● **Work instructions**: Extract the full listing below without altering a single character.

= = = = = = =

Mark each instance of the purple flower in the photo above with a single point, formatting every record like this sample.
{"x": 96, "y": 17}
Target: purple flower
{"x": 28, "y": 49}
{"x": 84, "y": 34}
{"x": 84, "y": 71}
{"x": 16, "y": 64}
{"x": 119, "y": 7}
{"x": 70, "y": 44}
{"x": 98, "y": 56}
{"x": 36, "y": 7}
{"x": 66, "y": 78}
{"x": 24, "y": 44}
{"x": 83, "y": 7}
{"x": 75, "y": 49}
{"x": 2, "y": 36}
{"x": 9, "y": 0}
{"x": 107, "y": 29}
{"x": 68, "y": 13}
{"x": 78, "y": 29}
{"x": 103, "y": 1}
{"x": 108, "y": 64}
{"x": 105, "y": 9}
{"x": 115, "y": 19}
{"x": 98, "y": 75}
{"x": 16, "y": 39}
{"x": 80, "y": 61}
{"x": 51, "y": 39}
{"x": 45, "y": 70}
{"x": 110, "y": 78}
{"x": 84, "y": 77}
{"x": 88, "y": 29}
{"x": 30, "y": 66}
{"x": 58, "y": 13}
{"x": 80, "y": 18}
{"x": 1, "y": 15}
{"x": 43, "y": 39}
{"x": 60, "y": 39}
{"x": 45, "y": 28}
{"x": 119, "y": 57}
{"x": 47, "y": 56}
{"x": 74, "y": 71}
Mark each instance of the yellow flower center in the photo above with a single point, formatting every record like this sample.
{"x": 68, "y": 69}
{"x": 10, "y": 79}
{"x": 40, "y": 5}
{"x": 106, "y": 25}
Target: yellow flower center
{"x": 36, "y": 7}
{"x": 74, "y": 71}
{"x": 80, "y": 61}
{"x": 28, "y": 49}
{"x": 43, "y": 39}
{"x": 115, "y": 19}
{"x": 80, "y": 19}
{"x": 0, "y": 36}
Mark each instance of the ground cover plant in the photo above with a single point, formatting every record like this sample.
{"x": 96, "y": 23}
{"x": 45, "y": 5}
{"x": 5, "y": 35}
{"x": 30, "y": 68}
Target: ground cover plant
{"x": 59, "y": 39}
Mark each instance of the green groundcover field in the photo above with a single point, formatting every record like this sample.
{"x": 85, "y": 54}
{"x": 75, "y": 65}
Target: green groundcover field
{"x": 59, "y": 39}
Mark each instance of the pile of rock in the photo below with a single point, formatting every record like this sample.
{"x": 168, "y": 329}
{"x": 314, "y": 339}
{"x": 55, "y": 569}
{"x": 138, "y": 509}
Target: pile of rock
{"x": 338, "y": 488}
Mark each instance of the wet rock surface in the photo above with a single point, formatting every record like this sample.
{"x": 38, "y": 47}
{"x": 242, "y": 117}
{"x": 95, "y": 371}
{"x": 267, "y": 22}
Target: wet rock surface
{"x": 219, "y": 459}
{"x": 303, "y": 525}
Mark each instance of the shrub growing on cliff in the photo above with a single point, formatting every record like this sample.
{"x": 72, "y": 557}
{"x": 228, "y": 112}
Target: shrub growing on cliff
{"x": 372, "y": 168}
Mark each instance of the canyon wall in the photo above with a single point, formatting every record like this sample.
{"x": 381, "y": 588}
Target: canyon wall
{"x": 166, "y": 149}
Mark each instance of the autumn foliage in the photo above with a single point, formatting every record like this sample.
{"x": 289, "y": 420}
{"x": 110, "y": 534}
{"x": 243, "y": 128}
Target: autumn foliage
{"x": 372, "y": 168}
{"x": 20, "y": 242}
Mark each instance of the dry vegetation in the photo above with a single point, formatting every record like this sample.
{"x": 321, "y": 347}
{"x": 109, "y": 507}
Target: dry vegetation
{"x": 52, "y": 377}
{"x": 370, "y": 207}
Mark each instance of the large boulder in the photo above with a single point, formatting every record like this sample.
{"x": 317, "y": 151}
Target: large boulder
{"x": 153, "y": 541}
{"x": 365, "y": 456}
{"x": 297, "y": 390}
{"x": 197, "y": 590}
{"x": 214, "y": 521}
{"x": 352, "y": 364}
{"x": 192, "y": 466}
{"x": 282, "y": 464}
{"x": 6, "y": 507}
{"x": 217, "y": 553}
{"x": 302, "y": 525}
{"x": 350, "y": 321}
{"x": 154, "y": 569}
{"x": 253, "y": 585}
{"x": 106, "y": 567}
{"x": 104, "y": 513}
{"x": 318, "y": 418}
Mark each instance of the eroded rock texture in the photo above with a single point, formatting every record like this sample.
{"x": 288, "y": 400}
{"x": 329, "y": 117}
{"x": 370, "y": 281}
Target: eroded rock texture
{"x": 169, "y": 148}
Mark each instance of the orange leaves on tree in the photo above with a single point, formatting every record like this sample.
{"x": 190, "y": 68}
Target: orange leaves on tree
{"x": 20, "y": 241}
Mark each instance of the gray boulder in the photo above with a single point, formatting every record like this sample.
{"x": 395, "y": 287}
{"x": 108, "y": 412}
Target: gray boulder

= = = = = = =

● **Result for this task**:
Mark each instance of the purple flower in the photo above with a single point, formatting every record like this sample.
{"x": 96, "y": 17}
Target: purple flower
{"x": 28, "y": 49}
{"x": 84, "y": 34}
{"x": 84, "y": 71}
{"x": 16, "y": 64}
{"x": 119, "y": 7}
{"x": 70, "y": 44}
{"x": 98, "y": 56}
{"x": 36, "y": 7}
{"x": 66, "y": 78}
{"x": 24, "y": 44}
{"x": 83, "y": 7}
{"x": 75, "y": 49}
{"x": 2, "y": 36}
{"x": 9, "y": 0}
{"x": 107, "y": 29}
{"x": 68, "y": 13}
{"x": 78, "y": 29}
{"x": 103, "y": 1}
{"x": 108, "y": 64}
{"x": 105, "y": 9}
{"x": 115, "y": 19}
{"x": 98, "y": 75}
{"x": 16, "y": 39}
{"x": 80, "y": 61}
{"x": 51, "y": 39}
{"x": 45, "y": 70}
{"x": 110, "y": 78}
{"x": 84, "y": 77}
{"x": 88, "y": 29}
{"x": 30, "y": 66}
{"x": 58, "y": 13}
{"x": 80, "y": 18}
{"x": 1, "y": 15}
{"x": 43, "y": 39}
{"x": 60, "y": 39}
{"x": 45, "y": 28}
{"x": 119, "y": 57}
{"x": 47, "y": 56}
{"x": 74, "y": 71}
Mark each instance of the yellow flower center in the photo above with a single point, formatting every record like this sample.
{"x": 68, "y": 69}
{"x": 10, "y": 79}
{"x": 40, "y": 5}
{"x": 106, "y": 25}
Target: yellow flower center
{"x": 36, "y": 7}
{"x": 74, "y": 71}
{"x": 80, "y": 61}
{"x": 28, "y": 49}
{"x": 43, "y": 39}
{"x": 115, "y": 19}
{"x": 80, "y": 19}
{"x": 0, "y": 36}
Mark each instance of the ground cover plant in the photo above with a single point, formatting every record like this sample.
{"x": 96, "y": 23}
{"x": 45, "y": 5}
{"x": 5, "y": 35}
{"x": 30, "y": 68}
Target: ground cover plant
{"x": 59, "y": 39}
Mark each instance of the green groundcover field in the photo above with a single point, formatting every record like this sample.
{"x": 85, "y": 54}
{"x": 75, "y": 65}
Target: green groundcover field
{"x": 59, "y": 39}
Mark each instance of the pile of rock in the photo below with a single point, formatting every record like this sample.
{"x": 168, "y": 329}
{"x": 314, "y": 339}
{"x": 55, "y": 569}
{"x": 138, "y": 509}
Target: pile of rock
{"x": 338, "y": 488}
Mark each instance of the wet rock surface in the photo above with a single point, formatting every record like this sample.
{"x": 38, "y": 47}
{"x": 242, "y": 117}
{"x": 95, "y": 371}
{"x": 267, "y": 22}
Target: wet rock surface
{"x": 219, "y": 459}
{"x": 303, "y": 525}
Mark each instance of the shrub growing on cliff in the photo above with a single point, formatting every record like this sample.
{"x": 72, "y": 557}
{"x": 228, "y": 112}
Target: shrub growing on cliff
{"x": 372, "y": 168}
Mark each instance of the canyon wall in the photo above with a single point, formatting every record like this sample.
{"x": 381, "y": 588}
Target: canyon wall
{"x": 166, "y": 149}
Mark each instance of the autumn foliage in the photo above with a single point, formatting every record like this sample.
{"x": 289, "y": 420}
{"x": 110, "y": 534}
{"x": 243, "y": 128}
Target: autumn foliage
{"x": 372, "y": 168}
{"x": 20, "y": 242}
Mark each instance of the dry vegetation in the photo above with a single point, formatting every record like this sample.
{"x": 321, "y": 347}
{"x": 109, "y": 507}
Target: dry vegetation
{"x": 52, "y": 377}
{"x": 370, "y": 207}
Mark each instance of the large boulder in the photo above with a single point, formatting every record like this sample.
{"x": 317, "y": 151}
Target: large boulder
{"x": 153, "y": 541}
{"x": 365, "y": 456}
{"x": 297, "y": 390}
{"x": 197, "y": 590}
{"x": 214, "y": 521}
{"x": 352, "y": 364}
{"x": 192, "y": 466}
{"x": 282, "y": 464}
{"x": 6, "y": 507}
{"x": 217, "y": 553}
{"x": 302, "y": 525}
{"x": 350, "y": 321}
{"x": 154, "y": 569}
{"x": 253, "y": 585}
{"x": 106, "y": 567}
{"x": 104, "y": 513}
{"x": 318, "y": 418}
Mark each instance of the eroded rock texture in the photo above with a single point, formatting every record like this sample.
{"x": 288, "y": 400}
{"x": 329, "y": 117}
{"x": 370, "y": 281}
Target: eroded rock texture
{"x": 169, "y": 148}
Mark each instance of the orange leaves on tree in the photo above with a single point, formatting every record like this sample.
{"x": 190, "y": 68}
Target: orange leaves on tree
{"x": 20, "y": 241}
Mark each instance of the gray boulder in the photo above with a single point, formatting every record like this sample.
{"x": 395, "y": 287}
{"x": 108, "y": 412}
Target: gray boulder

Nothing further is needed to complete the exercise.